TASK SET –
• 1. List the four loss mechanisms named in the text on microwave devices.
• 2. Write the next part of the text on microwave devices, starting after its final sentence.

TEXT EXCERPT –
Electrical & Electronic Engineering Department

EE521

Properties of Microwave Devices

Name : Riyad A. Alhejni


ID : 022120968
Group : 3
Introduction :
Microwaves are generally defined as electromagnetic waves with a frequency between
300 MHz to 300 GHz. Typically, the wavelengths of these electromagnetic waves are
defined as well, with the range being from 1m to 1mm.
Microwaves obey the laws of optics, such as Snell’s law and the law of reflection, and
thus can be transferred, assimilated, or reflected, which is extremely important when
considering how microwaves operate.
Modern Usage:
Microwaves are ubiquitous in modern technology, with one of its most popular
industries being television. As one may realize upon noting that television programs are
available across the globe, the wide frequency/wave length of microwaves allows for
the transcontinental transference of television content. Using a variety of intricate
networks (i.e. transmitter and receiver) local stations receive television signals and
instantly transfigure the signal to a more appropriate, lower signal so personal television
sets can broadcast the desired content.
Microwaves are also popular amongst national and local security channels. For
example, missile guidance infrastructures utilize microwaves in order to control the
parameters and speed of their missiles.
Loss Mechanisms
There are a multitude of mechanisms through which microwave energy can combine or
be lost within a system, with the four most popular being

 Dielectric
 Conduction
 Hysteresis
 Resonance
Understanding which loss mechanism occurred in which sample can be extremely
difficult; yet, there still are a distinguishable difference between these mechanisms
when it comes to elements such as microstructure, frequency, or temperature.

Devices :

Circuits

Circuits, which can be considered as a series of electronic components, are one of the
most important elements of microwave infrastructures. In general terms, circuits are
made to configure electromagnetic occurrences to send different signals to the
appropriate location.
The origins of microwave circuits derived slightly after World War II when clunky,
massive pipes were used. Engineers soon found these metallic pipes to be too heavy and
expensive, so they created the lighter planar circuits, which remain particularly popular
to this day.
Yet with novel techniques and technological advancements, engineers are seeking to
further diminish the cost, size, and density of microwave circuits. For example,
engineers have designed a system in which multiple layers of circuits are stacked on top
of each other for maximum efficiency.

STORED ROWS –
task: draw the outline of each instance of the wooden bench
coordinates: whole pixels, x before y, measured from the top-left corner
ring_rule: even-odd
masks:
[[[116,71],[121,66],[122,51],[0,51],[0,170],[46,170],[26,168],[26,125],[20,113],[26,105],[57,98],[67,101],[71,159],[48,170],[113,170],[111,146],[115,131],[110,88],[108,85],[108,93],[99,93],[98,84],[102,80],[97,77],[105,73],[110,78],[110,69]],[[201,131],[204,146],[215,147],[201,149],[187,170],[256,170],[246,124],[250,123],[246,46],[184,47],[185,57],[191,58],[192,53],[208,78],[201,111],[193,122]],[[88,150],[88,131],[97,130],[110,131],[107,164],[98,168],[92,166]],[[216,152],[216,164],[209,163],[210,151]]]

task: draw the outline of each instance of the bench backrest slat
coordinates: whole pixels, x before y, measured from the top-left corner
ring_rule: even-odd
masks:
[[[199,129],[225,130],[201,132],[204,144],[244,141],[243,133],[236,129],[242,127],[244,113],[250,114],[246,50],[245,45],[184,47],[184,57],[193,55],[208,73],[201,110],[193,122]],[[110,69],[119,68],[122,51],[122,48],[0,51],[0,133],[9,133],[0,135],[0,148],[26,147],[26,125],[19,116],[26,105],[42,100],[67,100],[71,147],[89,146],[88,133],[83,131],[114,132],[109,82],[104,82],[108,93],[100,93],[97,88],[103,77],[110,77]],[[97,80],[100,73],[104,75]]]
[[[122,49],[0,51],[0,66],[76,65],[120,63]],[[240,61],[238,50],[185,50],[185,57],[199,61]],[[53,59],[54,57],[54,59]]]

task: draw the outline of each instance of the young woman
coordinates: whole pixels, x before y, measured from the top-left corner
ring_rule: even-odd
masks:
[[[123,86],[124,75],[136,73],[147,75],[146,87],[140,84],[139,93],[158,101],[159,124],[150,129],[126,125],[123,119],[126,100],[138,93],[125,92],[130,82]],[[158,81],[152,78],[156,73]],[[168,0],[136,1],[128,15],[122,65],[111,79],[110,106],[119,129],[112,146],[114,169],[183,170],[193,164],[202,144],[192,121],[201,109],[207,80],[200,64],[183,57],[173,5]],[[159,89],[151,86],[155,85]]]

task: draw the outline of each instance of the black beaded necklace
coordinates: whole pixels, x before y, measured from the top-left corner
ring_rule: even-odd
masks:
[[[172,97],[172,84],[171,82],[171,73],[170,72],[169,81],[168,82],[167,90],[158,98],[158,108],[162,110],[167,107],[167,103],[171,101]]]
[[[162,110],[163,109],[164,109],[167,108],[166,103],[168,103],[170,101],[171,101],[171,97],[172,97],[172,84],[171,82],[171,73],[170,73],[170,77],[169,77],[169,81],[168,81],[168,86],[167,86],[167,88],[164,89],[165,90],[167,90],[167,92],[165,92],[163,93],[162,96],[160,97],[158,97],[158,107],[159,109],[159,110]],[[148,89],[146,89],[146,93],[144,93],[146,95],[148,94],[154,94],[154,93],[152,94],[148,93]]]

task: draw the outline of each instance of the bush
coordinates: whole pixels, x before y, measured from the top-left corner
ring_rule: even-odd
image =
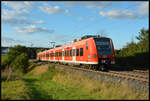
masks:
[[[6,66],[9,66],[11,61],[12,60],[8,57],[8,55],[2,56],[1,69],[4,70]]]
[[[27,68],[29,66],[28,55],[26,53],[22,53],[15,58],[15,60],[10,64],[10,67],[13,70],[20,70],[23,73],[27,72]]]

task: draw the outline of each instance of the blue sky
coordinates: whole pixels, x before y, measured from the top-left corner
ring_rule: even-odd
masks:
[[[149,28],[146,1],[3,1],[2,46],[51,47],[84,35],[112,38],[123,48],[142,28]]]

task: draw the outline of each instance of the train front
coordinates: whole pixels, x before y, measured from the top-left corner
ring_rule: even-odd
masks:
[[[115,64],[114,46],[110,38],[99,37],[94,38],[99,65]]]

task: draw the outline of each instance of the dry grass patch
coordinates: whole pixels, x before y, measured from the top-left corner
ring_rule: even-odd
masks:
[[[65,72],[62,70],[62,72]],[[73,88],[79,88],[84,92],[90,93],[93,96],[99,96],[102,99],[148,99],[148,92],[141,92],[140,94],[132,91],[126,85],[112,84],[108,82],[100,82],[91,80],[80,74],[73,74],[69,72],[58,73],[53,79],[63,85]]]
[[[46,71],[48,70],[48,66],[37,66],[35,67],[34,69],[34,75],[40,75],[40,74],[43,74],[45,73]]]

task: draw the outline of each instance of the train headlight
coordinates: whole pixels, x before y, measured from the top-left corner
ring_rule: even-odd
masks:
[[[96,58],[96,54],[94,54],[93,57]]]

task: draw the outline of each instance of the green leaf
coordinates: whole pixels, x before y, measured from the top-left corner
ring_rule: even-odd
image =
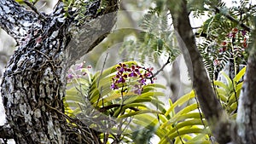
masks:
[[[165,116],[167,116],[172,111],[174,110],[174,108],[177,106],[182,106],[183,103],[188,102],[190,99],[194,97],[195,97],[194,90],[192,90],[190,93],[184,95],[183,96],[179,98],[176,102],[174,102],[173,105],[171,106],[171,107],[165,113]]]

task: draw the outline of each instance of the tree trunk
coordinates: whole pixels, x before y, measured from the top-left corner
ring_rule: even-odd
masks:
[[[115,23],[116,14],[109,13],[118,9],[117,0],[107,3],[99,10],[101,2],[94,1],[81,12],[67,11],[60,2],[52,14],[44,14],[14,0],[0,1],[0,26],[19,44],[1,85],[16,143],[99,143],[86,125],[67,122],[62,100],[67,70],[103,40]],[[78,13],[83,20],[75,18]]]

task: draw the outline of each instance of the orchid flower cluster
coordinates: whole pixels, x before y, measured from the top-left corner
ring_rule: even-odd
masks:
[[[116,67],[116,75],[112,78],[111,89],[119,89],[119,85],[124,87],[125,83],[137,80],[138,83],[134,85],[133,92],[141,95],[144,85],[154,84],[156,80],[156,78],[153,75],[153,67],[144,68],[137,65],[131,65],[130,66],[126,64],[119,63]]]

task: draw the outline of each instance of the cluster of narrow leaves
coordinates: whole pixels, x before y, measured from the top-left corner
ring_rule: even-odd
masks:
[[[113,84],[111,88],[113,89],[119,89],[119,85],[124,86],[126,83],[132,82],[132,79],[136,79],[138,84],[134,85],[134,93],[140,95],[143,90],[143,86],[148,84],[154,84],[156,79],[153,76],[153,67],[143,68],[137,65],[131,65],[129,66],[126,64],[119,63],[116,67],[117,73],[115,77],[112,78]],[[147,81],[150,81],[149,83]]]
[[[232,118],[236,118],[236,116],[238,99],[242,87],[246,67],[242,68],[233,79],[227,76],[226,73],[221,72],[224,81],[214,81],[214,89],[218,96],[219,101]]]
[[[164,94],[157,89],[166,88],[153,84],[152,70],[127,61],[91,74],[88,67],[78,65],[70,71],[76,74],[67,76],[66,113],[102,131],[102,139],[119,136],[131,141],[132,132],[143,129],[138,126],[142,118],[155,119],[163,113],[164,103],[158,97]],[[112,131],[112,135],[106,137],[105,131]]]
[[[148,83],[143,86],[141,94],[134,91],[133,87],[135,84],[140,83],[138,76],[143,72],[152,75],[149,69],[138,71],[136,67],[139,69],[141,66],[137,66],[135,61],[128,61],[94,75],[89,74],[87,71],[84,75],[84,70],[88,68],[83,69],[81,65],[78,65],[76,68],[80,70],[81,73],[78,76],[73,75],[72,81],[68,83],[65,101],[67,113],[71,117],[87,119],[84,123],[92,128],[114,131],[112,134],[113,137],[122,131],[123,142],[134,142],[139,136],[134,135],[145,131],[151,136],[157,135],[160,139],[160,143],[162,144],[213,142],[212,132],[200,109],[194,90],[174,103],[170,100],[170,107],[166,109],[165,104],[158,99],[164,94],[156,91],[157,88],[165,89],[164,86]],[[123,72],[119,73],[120,71]],[[233,79],[223,72],[225,82],[214,81],[212,86],[222,106],[234,118],[245,71],[246,68],[241,69]],[[137,77],[133,79],[135,76]],[[120,80],[122,77],[125,80]],[[128,80],[128,78],[131,79]],[[67,78],[70,80],[69,75]],[[116,82],[119,80],[119,82]],[[114,88],[111,86],[114,83],[119,84]],[[153,109],[153,107],[157,109]],[[113,118],[106,122],[106,116]],[[105,121],[97,120],[99,118],[105,118]],[[104,127],[104,124],[108,127]],[[101,136],[106,136],[105,134],[102,132]]]

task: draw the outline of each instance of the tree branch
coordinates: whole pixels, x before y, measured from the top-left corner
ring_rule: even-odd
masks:
[[[210,80],[207,77],[203,61],[197,49],[195,36],[187,12],[186,0],[177,3],[168,0],[168,9],[171,11],[172,22],[181,51],[184,55],[185,62],[192,78],[201,108],[211,127],[213,135],[219,143],[230,141],[229,121],[226,113],[217,100]]]
[[[219,13],[219,14],[223,14],[224,16],[228,18],[230,20],[231,20],[231,21],[235,22],[236,24],[239,25],[244,30],[246,30],[247,32],[251,32],[252,28],[249,27],[248,26],[247,26],[244,23],[242,23],[241,21],[239,21],[238,20],[235,19],[230,14],[223,13],[217,6],[213,6],[213,8],[215,9],[216,13]]]
[[[86,9],[71,9],[74,11],[67,11],[63,3],[59,2],[54,12],[44,18],[23,9],[14,0],[0,1],[0,18],[3,18],[0,26],[14,37],[20,37],[19,26],[25,26],[25,34],[21,36],[27,34],[25,42],[9,60],[1,84],[7,120],[17,144],[78,141],[79,137],[76,129],[62,114],[47,106],[64,113],[62,100],[67,71],[73,62],[109,33],[116,14],[104,15],[117,11],[117,2],[108,1],[103,7],[99,0],[90,1]],[[9,17],[1,14],[3,9]],[[29,23],[27,26],[22,23],[24,21],[9,20],[11,14],[18,14],[18,18],[22,12],[24,14],[20,15],[27,20],[25,24]],[[84,15],[77,18],[79,14]],[[23,20],[22,16],[19,18]],[[31,25],[31,22],[35,23]],[[93,140],[97,134],[90,135],[90,130],[86,126],[84,130],[88,135],[84,135],[81,143],[95,143]]]
[[[40,26],[38,17],[14,0],[0,1],[0,27],[12,36],[17,44],[22,44],[31,29]]]
[[[5,124],[0,126],[0,138],[2,139],[12,139],[14,138],[13,130]]]

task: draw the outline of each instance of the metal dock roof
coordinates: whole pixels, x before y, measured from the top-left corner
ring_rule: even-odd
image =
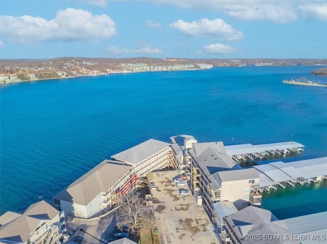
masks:
[[[301,177],[309,179],[327,175],[327,157],[290,162],[279,161],[253,168],[260,174],[260,187],[263,187],[274,184],[267,184],[269,180],[280,182]]]
[[[305,236],[308,235],[307,236],[309,238],[301,240],[301,244],[321,244],[327,241],[326,220],[327,211],[286,219],[277,222],[285,222],[293,235]],[[322,239],[324,236],[324,239]]]
[[[304,147],[304,146],[295,142],[279,142],[256,145],[248,144],[225,146],[226,152],[229,156],[256,153],[273,150],[286,150],[290,148],[300,147]]]
[[[293,179],[279,169],[272,165],[271,164],[257,165],[253,166],[253,168],[260,172],[263,173],[272,180],[276,182],[287,181]]]

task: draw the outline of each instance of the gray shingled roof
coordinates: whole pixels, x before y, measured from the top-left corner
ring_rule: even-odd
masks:
[[[186,141],[190,139],[196,141],[196,139],[192,135],[189,135],[188,134],[181,134],[175,137],[171,137],[170,139],[172,144],[177,143],[179,146],[184,146],[184,140],[185,139],[187,139]]]
[[[36,227],[44,221],[21,215],[0,227],[0,240],[24,242],[31,237]]]
[[[170,144],[150,139],[129,149],[111,156],[112,159],[136,165],[156,152],[170,146]]]
[[[110,243],[110,244],[137,244],[136,242],[134,242],[127,238],[122,238],[122,239],[114,240],[113,241],[110,241],[109,243]]]
[[[36,228],[51,220],[59,211],[44,201],[31,205],[22,214],[6,212],[0,216],[0,240],[24,242],[31,237]],[[11,219],[11,220],[10,220]]]
[[[280,142],[253,145],[252,144],[233,145],[225,146],[227,154],[229,155],[246,154],[263,152],[272,150],[285,150],[288,148],[304,147],[300,143],[295,142]]]
[[[251,168],[238,170],[220,171],[215,174],[214,177],[215,179],[219,179],[221,182],[225,182],[258,178],[259,175],[256,170]]]
[[[54,197],[54,199],[83,205],[101,192],[107,192],[132,167],[117,161],[105,160]]]
[[[217,212],[219,217],[227,217],[238,212],[234,204],[229,201],[222,201],[213,204],[213,207]]]
[[[291,240],[291,232],[286,225],[281,222],[274,222],[277,218],[269,210],[249,206],[226,218],[226,221],[233,228],[236,235],[243,244],[260,243],[262,244],[299,243]],[[283,240],[265,239],[264,235],[276,236],[281,235]],[[247,236],[261,236],[260,240],[254,242]],[[288,236],[289,240],[285,237]]]
[[[184,150],[184,146],[180,146],[177,143],[172,144],[172,148],[177,156],[183,156],[183,151]]]
[[[308,235],[312,237],[316,236],[320,239],[314,239],[313,238],[301,240],[302,244],[321,244],[323,235],[326,236],[327,233],[327,211],[313,213],[312,214],[299,216],[298,217],[286,219],[283,221],[288,226],[289,229],[293,235],[304,236]],[[279,222],[278,221],[278,222]]]
[[[218,171],[242,169],[226,154],[221,142],[195,143],[190,153],[207,177]]]

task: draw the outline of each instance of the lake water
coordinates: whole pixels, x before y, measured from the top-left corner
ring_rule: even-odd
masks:
[[[219,67],[3,86],[1,213],[51,201],[104,159],[150,138],[168,142],[188,134],[226,145],[294,141],[305,151],[285,161],[326,156],[327,89],[282,83],[327,83],[310,76],[317,68]],[[281,219],[290,208],[291,216],[302,214],[303,206],[315,212],[292,195],[327,210],[326,184],[307,186],[267,194],[263,206]]]

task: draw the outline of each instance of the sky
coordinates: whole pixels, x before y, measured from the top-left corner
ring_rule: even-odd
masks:
[[[327,0],[0,0],[0,58],[327,58]]]

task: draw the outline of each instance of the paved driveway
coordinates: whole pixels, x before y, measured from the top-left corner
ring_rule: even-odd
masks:
[[[150,189],[154,215],[161,244],[219,243],[211,222],[203,210],[199,209],[192,195],[181,196],[173,178],[177,171],[165,171],[148,174],[155,189]]]

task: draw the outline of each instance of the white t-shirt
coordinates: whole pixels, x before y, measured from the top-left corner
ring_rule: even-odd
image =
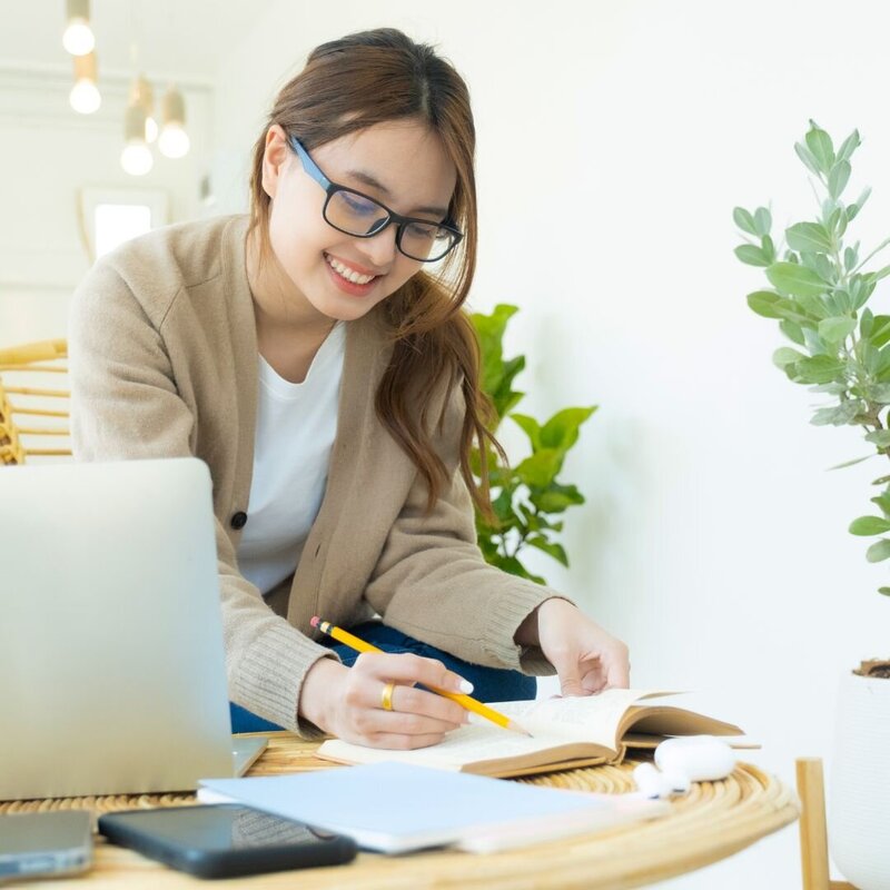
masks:
[[[238,567],[263,594],[297,567],[325,496],[345,345],[338,322],[303,383],[284,379],[259,357],[254,477]]]

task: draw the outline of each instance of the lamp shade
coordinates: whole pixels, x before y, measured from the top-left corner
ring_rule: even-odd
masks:
[[[186,102],[176,87],[164,95],[160,106],[161,127],[158,148],[168,158],[181,158],[188,154],[190,140],[186,132]]]
[[[90,0],[67,0],[62,46],[72,56],[86,56],[96,48],[90,28]]]
[[[71,108],[81,115],[91,115],[98,111],[102,97],[97,86],[96,53],[75,56],[75,86],[68,95]]]
[[[130,85],[130,105],[140,105],[145,108],[146,141],[154,142],[158,138],[158,125],[155,120],[155,90],[145,75],[139,75]]]
[[[130,103],[123,116],[123,151],[120,166],[130,176],[145,176],[154,166],[151,149],[146,145],[145,106]]]

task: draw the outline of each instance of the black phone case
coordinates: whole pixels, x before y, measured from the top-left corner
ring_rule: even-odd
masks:
[[[169,808],[170,811],[194,809],[196,808]],[[238,805],[237,809],[247,808]],[[164,811],[166,810],[152,812]],[[149,859],[199,878],[237,878],[267,871],[339,866],[355,859],[357,851],[355,842],[342,835],[319,838],[317,843],[207,851],[156,835],[150,828],[139,824],[139,815],[145,812],[145,810],[130,810],[101,815],[99,831],[112,843],[128,847]]]

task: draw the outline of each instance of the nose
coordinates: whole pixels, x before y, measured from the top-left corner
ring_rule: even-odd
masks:
[[[367,257],[369,266],[374,266],[377,269],[388,268],[396,256],[395,224],[388,225],[370,238],[362,238],[357,244],[362,253]]]

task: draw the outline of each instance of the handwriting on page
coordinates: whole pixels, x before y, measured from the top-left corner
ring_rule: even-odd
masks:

ANSWERS PROVIDED –
• 1. Dielectric, Conduction, Hysteresis, Resonance

• 2.
Antenna
Microwave antennas are components of a microwave system that send and receive data
between various sites. So, in continuing the television example mentioned above,
television antennas allow the personal television to receive data from local, national, or
international broadcasters, and vice versa.
In order to properly receive signals, antennas should be place at a location where it will
not be blocked. Thus, microwave antennas of high importance are typically place on top
of large hills, towers, or mountains so they can have supreme access to long distance
signals.
Resonators
When in reference to microwaves, resonators are typically called radio frequency
cavities (or microwave cavities). A radio frequency cavity traps electromagnetic
phenomena within the microwave vector of the wave spectrum. Thus, without radio
frequency cavities, it would be extremely difficult to send or receive microwave signals
on a consistent basis.

Objectives :
 Measurement of the insertion loss of few terminations.
 Measurement of the properties of a three port circulator.
 Measurement of the properties of a microstrip directional coupler.
 Measurement of the insertion loss of a low pass filter.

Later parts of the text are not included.